Data START

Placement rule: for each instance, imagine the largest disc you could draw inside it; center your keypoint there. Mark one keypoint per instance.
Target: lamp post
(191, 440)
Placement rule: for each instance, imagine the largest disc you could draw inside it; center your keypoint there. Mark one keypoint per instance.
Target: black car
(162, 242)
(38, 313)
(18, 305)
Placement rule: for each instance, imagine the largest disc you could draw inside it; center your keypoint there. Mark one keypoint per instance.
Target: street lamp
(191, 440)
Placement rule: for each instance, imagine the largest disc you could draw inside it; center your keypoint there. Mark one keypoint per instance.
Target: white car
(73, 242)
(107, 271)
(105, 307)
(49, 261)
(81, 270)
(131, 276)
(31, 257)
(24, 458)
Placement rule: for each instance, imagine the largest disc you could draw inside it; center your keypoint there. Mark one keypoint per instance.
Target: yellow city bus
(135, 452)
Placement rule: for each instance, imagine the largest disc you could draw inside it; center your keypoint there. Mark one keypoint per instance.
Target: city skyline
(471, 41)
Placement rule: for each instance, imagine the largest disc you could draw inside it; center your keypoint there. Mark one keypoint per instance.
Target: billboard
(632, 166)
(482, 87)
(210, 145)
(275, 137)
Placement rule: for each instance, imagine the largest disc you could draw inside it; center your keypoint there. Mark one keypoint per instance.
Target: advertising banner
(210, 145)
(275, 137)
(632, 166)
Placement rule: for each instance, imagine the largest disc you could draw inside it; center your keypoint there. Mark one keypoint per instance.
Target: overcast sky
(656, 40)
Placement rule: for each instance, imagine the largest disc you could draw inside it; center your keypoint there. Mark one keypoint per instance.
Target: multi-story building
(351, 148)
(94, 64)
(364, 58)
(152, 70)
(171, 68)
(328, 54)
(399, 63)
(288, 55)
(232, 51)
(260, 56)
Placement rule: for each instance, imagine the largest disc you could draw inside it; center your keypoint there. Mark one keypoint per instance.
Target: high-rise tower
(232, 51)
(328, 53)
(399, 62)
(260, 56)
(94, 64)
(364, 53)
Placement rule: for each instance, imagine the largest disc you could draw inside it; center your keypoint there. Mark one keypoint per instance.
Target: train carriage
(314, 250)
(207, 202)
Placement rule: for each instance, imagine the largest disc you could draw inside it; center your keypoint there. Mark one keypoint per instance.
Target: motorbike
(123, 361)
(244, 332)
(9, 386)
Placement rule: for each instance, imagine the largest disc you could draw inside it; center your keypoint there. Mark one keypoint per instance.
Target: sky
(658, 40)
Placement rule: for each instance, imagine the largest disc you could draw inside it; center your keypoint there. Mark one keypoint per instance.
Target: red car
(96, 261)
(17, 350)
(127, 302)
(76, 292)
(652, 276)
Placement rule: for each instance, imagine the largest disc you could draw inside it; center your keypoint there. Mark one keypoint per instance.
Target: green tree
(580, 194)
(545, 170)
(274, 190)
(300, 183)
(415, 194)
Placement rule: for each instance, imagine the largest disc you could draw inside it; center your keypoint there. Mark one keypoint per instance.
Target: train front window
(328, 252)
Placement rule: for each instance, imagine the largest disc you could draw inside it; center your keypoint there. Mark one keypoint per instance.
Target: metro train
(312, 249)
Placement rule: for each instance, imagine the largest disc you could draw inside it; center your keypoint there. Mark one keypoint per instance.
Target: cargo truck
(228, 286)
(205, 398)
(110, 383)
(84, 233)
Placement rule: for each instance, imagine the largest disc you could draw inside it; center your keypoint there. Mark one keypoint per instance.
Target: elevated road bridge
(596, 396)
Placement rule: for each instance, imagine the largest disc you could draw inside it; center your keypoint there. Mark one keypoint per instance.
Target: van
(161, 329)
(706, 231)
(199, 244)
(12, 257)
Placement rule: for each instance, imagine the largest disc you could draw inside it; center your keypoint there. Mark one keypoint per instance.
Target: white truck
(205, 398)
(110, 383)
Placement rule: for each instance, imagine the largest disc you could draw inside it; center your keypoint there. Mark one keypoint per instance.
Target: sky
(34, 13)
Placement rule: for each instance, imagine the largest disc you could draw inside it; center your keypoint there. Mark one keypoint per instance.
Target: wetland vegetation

Data END

◆ **Exercise directions**:
Please give an exact copy of every entry.

◆ **Response to the task**:
Placement rule: for each instance, imagine the largest disc you could draw inside it; center your keypoint there. Mark one keypoint per instance.
Target: lamp post
(191, 440)
Placement rule: for each instance, imagine the largest disc you could draw inside it; center your keypoint there. Mark one keypoint per instance.
Target: black car
(162, 242)
(38, 313)
(18, 305)
Placement rule: for each instance, imagine the largest disc you could draw inside it; center your keypoint there. Mark one keypoint per instance.
Target: street lamp
(191, 440)
Placement rule: for each instance, imagine the largest disc you could draw inside it; center your keypoint there. Mark one keypoint per instance.
Target: white car
(73, 242)
(107, 271)
(105, 307)
(49, 261)
(81, 270)
(131, 276)
(31, 257)
(24, 458)
Placement rule: for each instance, imagine the largest disc you could draw inside it; center your keypoint there. Mark one keypoint per instance.
Target: yellow city bus
(135, 452)
Placement rule: for each instance, imagine the largest disc you could draw inside it; center your keypoint there. Mark one keypoint per instance.
Target: city skyline
(471, 41)
Placement rule: for each instance, imagine the largest disc you could draw inside it; center your keypoint there. Mark one keypoint per instance.
Target: billboard
(632, 166)
(482, 87)
(210, 145)
(275, 137)
Placement rule: for each instance, imagine the largest disc you could draw inside it; center your keypoint there. Mark one keypoint per instance.
Target: advertising banner
(210, 145)
(275, 137)
(632, 166)
Placement rule: for each instance, imagine the largest disc you could draw inside it; center your keypoint there. Mark one keypoint per instance.
Target: overcast sky
(656, 40)
Placement rule: for each instance, imagine the largest disc you could draw inside it; center your keypoint there. Mark one keypoint per instance.
Target: multi-story building
(351, 148)
(94, 64)
(364, 58)
(152, 70)
(171, 68)
(328, 54)
(399, 63)
(288, 55)
(232, 51)
(260, 56)
Placement rule: for each instance, imagine the largest disc you could draw inside it; center your keypoint there. Mark one keypoint per instance.
Target: high-rise tower
(232, 51)
(328, 53)
(399, 62)
(260, 56)
(94, 64)
(364, 53)
Placement rule: for each instance, imagine the largest disc you could draw inside it; center your keypoint there. Mark one keypoint per instance.
Target: train carriage
(314, 250)
(207, 202)
Placement rule: for each instance, imagine the largest disc you could draw inside it; center your keypoint there. Mark one keypoint per instance.
Target: motorbike
(123, 361)
(244, 332)
(9, 386)
Placement rule: for each instance, imagine the largest disc you could draw inside it; center your keypoint there. Mark one keypoint per instance.
Target: sky
(658, 40)
Placement rule: for each instance, imagine the largest disc you could draw inside it; center your keypoint there. Mark one keypoint per instance.
Target: red car
(96, 261)
(17, 350)
(127, 302)
(76, 292)
(652, 276)
Placement rule: for each instance, imagine the largest disc you could draw inside it; center your keypoint there. Mark one keypoint per instance.
Target: green tree
(580, 194)
(545, 170)
(274, 190)
(300, 183)
(415, 194)
Placement rule: for each instance, imagine the largest disc you could draw inside it; center your keypoint there. Mark one keypoint per instance.
Target: train front window
(328, 252)
Placement rule: for each instance, imagine the largest disc you could draw inside it; center your keypoint there. Mark one keypoint per instance.
Target: metro train
(312, 249)
Placement rule: for each instance, imagine the largest disc you could draw inside it; center your keypoint there. Mark one keypoint per instance.
Target: cargo truck
(228, 286)
(205, 398)
(110, 383)
(84, 233)
Placement rule: for each instance, imagine the largest disc you could draw inside it; center your keypoint there. Mark one keypoint per instance.
Target: elevated road bridge
(596, 396)
Placement rule: for each instance, imagine the largest disc you could draw inside it; center your keypoint there. Mark one keypoint per instance.
Target: van
(161, 329)
(706, 231)
(199, 244)
(12, 257)
Placement rule: for each instance, imagine the largest disc you could draw inside it; center your keypoint there. Mark one keypoint per instance.
Target: white truck
(205, 398)
(110, 383)
Placement rule: for each instance, imagine the largest disc you could draw inside it; center your keypoint there. Mark one keypoint per instance.
Target: sky
(34, 13)
Placement rule: for each instance, imagine the largest disc you could draw inside it; center your keypoint there. Mark one keypoint per instance.
Target: wetland vegetation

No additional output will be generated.